>> BEGIN ITEMS

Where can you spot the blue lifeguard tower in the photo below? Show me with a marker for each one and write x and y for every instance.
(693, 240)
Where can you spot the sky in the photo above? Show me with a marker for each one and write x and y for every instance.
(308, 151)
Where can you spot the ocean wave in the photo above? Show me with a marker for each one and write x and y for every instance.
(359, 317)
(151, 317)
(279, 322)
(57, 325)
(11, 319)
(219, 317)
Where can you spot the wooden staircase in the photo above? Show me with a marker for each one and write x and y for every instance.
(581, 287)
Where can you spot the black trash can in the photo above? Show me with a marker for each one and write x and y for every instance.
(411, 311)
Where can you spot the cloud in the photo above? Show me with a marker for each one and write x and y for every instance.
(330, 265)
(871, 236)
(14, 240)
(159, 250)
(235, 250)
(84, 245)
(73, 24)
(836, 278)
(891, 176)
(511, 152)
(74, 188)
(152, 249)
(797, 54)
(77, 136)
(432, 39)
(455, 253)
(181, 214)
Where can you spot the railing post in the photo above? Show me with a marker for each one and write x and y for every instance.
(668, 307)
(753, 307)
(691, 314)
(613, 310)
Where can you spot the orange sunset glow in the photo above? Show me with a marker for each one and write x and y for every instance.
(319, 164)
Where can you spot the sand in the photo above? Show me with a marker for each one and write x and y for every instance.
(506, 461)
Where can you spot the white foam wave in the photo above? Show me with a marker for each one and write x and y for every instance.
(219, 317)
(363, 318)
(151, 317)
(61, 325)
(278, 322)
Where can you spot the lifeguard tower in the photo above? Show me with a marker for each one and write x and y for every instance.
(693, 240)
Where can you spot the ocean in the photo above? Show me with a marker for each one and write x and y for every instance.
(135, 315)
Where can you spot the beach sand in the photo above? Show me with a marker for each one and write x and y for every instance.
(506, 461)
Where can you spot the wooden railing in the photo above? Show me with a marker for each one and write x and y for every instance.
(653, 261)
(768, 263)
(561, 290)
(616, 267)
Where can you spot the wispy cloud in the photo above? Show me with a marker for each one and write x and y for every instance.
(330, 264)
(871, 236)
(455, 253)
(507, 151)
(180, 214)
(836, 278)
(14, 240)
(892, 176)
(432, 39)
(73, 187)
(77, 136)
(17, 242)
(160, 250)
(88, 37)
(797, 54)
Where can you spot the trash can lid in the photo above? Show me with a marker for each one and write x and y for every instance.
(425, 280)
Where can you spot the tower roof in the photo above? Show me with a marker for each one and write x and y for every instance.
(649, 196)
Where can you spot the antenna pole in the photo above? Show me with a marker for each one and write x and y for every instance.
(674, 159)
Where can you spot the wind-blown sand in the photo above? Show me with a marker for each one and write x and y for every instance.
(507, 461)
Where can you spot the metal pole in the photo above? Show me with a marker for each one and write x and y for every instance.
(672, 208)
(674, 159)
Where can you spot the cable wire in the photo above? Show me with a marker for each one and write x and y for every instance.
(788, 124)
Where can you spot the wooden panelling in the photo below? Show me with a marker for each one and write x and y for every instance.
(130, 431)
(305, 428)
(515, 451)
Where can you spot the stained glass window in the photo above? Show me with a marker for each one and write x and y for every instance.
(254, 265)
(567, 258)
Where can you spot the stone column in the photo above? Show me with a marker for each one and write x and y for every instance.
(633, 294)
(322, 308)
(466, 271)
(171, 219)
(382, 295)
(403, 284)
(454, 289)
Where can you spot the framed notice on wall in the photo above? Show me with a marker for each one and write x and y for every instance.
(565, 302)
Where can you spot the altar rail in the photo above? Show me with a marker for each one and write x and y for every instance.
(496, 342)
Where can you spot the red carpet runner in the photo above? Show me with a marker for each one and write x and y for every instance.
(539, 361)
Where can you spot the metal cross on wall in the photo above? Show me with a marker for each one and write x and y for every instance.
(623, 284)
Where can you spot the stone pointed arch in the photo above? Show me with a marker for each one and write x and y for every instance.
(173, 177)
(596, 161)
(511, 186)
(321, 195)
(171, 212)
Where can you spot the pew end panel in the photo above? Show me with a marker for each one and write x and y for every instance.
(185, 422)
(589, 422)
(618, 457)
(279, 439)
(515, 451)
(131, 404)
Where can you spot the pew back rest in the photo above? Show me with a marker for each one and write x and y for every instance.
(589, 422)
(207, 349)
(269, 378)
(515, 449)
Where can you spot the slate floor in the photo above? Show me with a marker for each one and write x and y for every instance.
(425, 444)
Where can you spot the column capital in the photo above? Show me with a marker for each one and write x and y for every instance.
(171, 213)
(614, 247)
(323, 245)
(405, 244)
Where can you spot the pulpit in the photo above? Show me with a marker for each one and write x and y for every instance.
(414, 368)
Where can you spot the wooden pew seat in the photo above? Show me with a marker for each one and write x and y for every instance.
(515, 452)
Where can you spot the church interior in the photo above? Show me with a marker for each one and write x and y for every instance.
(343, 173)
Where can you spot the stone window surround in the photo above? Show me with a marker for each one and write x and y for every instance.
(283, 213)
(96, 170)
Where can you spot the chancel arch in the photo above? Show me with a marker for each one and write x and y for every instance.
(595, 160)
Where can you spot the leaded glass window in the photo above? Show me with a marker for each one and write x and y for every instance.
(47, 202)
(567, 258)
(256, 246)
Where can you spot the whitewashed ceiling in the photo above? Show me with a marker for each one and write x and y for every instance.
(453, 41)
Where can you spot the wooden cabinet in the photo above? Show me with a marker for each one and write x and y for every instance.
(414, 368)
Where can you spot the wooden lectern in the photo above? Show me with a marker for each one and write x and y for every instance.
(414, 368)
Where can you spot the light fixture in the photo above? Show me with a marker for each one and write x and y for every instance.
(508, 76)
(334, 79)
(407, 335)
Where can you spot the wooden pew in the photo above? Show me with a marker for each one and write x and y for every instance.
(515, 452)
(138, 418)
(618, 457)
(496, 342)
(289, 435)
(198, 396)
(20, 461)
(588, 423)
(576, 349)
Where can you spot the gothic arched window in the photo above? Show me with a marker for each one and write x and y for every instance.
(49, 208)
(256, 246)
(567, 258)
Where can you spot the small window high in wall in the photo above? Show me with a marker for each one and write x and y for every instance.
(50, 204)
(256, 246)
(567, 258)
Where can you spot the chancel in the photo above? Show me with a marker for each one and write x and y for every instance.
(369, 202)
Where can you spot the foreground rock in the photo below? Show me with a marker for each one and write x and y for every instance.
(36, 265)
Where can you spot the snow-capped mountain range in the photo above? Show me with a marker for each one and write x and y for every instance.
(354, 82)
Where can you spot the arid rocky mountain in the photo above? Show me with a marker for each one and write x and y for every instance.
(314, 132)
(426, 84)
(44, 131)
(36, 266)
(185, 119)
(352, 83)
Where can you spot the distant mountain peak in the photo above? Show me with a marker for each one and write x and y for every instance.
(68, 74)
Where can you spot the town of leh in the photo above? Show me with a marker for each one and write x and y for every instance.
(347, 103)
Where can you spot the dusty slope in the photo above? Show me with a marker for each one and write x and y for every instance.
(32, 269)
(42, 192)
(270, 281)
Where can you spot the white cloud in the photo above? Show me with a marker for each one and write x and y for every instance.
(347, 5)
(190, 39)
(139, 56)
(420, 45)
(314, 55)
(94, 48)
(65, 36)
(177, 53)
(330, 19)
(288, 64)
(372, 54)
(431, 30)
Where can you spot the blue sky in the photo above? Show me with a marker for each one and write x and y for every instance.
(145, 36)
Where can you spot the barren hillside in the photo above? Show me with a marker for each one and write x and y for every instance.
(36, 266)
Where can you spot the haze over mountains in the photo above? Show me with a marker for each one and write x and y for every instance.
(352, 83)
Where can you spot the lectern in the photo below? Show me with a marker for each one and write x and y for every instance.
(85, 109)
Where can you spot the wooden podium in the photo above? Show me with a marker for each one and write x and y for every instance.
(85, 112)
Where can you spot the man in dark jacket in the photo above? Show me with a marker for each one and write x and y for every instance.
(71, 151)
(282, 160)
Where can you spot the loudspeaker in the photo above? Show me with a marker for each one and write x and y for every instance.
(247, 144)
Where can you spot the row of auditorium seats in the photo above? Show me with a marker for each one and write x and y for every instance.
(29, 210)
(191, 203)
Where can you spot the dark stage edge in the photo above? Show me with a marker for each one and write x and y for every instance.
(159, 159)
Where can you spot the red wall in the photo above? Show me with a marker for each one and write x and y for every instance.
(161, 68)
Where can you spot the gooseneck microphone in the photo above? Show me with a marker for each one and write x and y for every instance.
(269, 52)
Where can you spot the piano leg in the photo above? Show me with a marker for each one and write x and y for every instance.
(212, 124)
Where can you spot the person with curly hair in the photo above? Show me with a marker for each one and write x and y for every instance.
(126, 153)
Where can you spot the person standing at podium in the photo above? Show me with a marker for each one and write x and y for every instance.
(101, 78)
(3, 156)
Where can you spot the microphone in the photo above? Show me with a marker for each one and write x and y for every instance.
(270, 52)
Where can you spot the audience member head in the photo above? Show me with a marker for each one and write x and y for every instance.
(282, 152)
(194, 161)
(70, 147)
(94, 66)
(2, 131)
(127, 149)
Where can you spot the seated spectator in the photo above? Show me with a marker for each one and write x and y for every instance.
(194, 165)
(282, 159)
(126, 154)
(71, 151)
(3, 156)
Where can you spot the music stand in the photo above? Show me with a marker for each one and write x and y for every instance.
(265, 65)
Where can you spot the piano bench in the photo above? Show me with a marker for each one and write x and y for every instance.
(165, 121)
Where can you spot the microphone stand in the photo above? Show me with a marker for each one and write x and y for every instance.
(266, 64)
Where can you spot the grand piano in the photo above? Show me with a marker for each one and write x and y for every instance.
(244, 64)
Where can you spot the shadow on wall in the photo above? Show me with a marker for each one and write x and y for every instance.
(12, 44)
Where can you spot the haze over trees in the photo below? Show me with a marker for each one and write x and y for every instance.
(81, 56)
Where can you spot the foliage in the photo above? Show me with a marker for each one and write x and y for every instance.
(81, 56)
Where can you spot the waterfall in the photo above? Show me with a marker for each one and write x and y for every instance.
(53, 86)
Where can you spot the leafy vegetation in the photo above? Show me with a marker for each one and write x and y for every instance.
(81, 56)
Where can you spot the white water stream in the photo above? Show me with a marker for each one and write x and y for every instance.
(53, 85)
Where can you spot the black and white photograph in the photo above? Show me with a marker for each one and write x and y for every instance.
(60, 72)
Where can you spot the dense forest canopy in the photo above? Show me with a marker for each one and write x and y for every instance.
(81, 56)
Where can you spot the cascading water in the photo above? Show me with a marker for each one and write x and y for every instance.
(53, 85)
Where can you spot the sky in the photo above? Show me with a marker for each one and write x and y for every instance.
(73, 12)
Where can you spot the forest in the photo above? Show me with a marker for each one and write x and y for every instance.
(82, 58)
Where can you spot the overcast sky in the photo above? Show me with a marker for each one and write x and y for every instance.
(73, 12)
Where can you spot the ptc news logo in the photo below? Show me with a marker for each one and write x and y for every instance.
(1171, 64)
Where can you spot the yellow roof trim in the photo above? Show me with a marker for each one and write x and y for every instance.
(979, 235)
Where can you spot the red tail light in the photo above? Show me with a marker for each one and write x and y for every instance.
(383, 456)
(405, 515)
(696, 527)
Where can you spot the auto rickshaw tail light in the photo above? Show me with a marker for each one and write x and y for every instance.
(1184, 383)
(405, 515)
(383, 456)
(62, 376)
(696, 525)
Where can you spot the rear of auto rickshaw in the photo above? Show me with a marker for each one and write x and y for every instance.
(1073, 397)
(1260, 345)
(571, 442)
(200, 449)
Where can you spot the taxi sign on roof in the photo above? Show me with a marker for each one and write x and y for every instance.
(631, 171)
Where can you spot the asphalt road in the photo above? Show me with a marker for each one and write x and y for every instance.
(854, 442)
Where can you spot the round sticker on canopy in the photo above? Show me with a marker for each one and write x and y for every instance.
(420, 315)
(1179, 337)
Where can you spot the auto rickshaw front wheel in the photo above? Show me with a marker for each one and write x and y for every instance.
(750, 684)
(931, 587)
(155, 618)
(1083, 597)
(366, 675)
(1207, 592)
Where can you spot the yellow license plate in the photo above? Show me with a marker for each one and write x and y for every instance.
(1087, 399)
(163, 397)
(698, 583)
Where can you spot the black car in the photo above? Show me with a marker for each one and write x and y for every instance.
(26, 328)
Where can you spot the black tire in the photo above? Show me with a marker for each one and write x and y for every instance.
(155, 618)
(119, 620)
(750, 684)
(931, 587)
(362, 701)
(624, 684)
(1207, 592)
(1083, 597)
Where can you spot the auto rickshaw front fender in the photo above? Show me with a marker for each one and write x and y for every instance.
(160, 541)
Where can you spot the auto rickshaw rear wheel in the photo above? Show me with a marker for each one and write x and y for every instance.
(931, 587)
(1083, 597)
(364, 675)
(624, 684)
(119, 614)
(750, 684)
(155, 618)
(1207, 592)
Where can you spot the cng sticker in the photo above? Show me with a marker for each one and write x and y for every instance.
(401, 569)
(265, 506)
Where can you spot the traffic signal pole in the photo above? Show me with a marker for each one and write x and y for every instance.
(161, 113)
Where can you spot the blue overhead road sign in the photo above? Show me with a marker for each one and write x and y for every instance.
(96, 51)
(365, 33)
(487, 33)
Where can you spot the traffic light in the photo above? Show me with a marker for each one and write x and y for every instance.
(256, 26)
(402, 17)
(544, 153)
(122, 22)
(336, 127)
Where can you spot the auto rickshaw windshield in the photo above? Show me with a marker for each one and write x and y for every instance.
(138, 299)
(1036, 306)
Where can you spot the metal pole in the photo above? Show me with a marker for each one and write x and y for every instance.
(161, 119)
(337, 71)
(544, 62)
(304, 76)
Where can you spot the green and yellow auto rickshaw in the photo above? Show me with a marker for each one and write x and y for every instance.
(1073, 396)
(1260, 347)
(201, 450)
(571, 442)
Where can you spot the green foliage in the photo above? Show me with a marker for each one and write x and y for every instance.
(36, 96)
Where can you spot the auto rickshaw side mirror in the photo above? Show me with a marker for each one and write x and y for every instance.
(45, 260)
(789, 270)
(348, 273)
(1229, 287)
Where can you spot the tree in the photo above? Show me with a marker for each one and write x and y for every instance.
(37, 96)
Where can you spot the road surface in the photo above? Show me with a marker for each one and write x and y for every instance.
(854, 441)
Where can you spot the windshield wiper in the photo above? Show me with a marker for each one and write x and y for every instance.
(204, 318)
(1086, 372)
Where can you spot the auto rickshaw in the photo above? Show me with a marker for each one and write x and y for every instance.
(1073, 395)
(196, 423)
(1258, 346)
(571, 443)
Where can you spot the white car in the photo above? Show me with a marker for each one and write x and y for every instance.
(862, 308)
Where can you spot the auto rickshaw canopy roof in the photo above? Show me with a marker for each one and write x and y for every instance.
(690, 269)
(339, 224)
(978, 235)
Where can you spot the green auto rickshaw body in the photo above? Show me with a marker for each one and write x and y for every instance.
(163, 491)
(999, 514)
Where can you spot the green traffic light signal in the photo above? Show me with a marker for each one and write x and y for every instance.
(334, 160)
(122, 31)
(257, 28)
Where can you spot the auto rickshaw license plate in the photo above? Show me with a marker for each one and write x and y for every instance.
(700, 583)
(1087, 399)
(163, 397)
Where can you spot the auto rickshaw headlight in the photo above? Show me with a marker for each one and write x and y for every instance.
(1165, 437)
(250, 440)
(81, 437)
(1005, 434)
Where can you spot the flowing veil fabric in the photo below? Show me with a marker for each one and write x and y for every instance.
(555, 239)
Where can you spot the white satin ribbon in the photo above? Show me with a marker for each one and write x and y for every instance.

>> END ITEMS

[DO THIS]
Write out, word for word, the line containing "Where can you spot the auto rickshaw side" and every line after it to the end of the data above.

[FINAL RESULT]
Where can you spot the auto rickshaw side mirror in the photo above? Show me with a marker for each one and write x and y for every instance.
(45, 260)
(789, 270)
(348, 273)
(1229, 287)
Where can you spot the tree in the photo above? Show me with a marker for each one and write x and y for every instance.
(37, 96)
Where can you spot the road surface in the photo above? Show me with a marker for each one and write x and y for every instance.
(854, 441)
Where can you spot the windshield wiper in the photo above? Show me with a marker for each one and write x and y for every instance.
(204, 318)
(1086, 372)
Where can you spot the auto rickshaw in the photo above? Show me with a marker for each one and write x and y for every instance.
(1073, 395)
(196, 423)
(1258, 346)
(571, 443)
Where can you spot the white car in the photo above? Show me with a marker for each one and write x and y for every instance.
(862, 308)
Where can you spot the auto rickshaw canopy roof in the photo above? Show me with a marker for each one and write x and y for every instance.
(690, 269)
(339, 224)
(978, 235)
Where can you spot the green auto rickshaw body in the photo above? Show me with a marker for each one and write x and y for every instance.
(163, 491)
(999, 514)
Where can you spot the green traffic light signal in the photo above? Show me with a marker for each one and write x and y for every instance.
(334, 160)
(122, 31)
(257, 28)
Where can you spot the auto rickshaw license plate in the photo above? Show me with a marker for each one and write x and y for every instance.
(700, 583)
(1087, 399)
(163, 397)
Where can you spot the auto rickshaw headlight in the photo above? Show me with a marker for each one and write x and y for every instance.
(1165, 437)
(250, 440)
(81, 437)
(1005, 434)
Where can you spot the flowing veil fabric in the photo below? Show me with a marker for each one and write x and y for every instance.
(555, 239)
Where can you spot the white satin ribbon in the photo above? Show me with a marker for each one and write x and y for every instance.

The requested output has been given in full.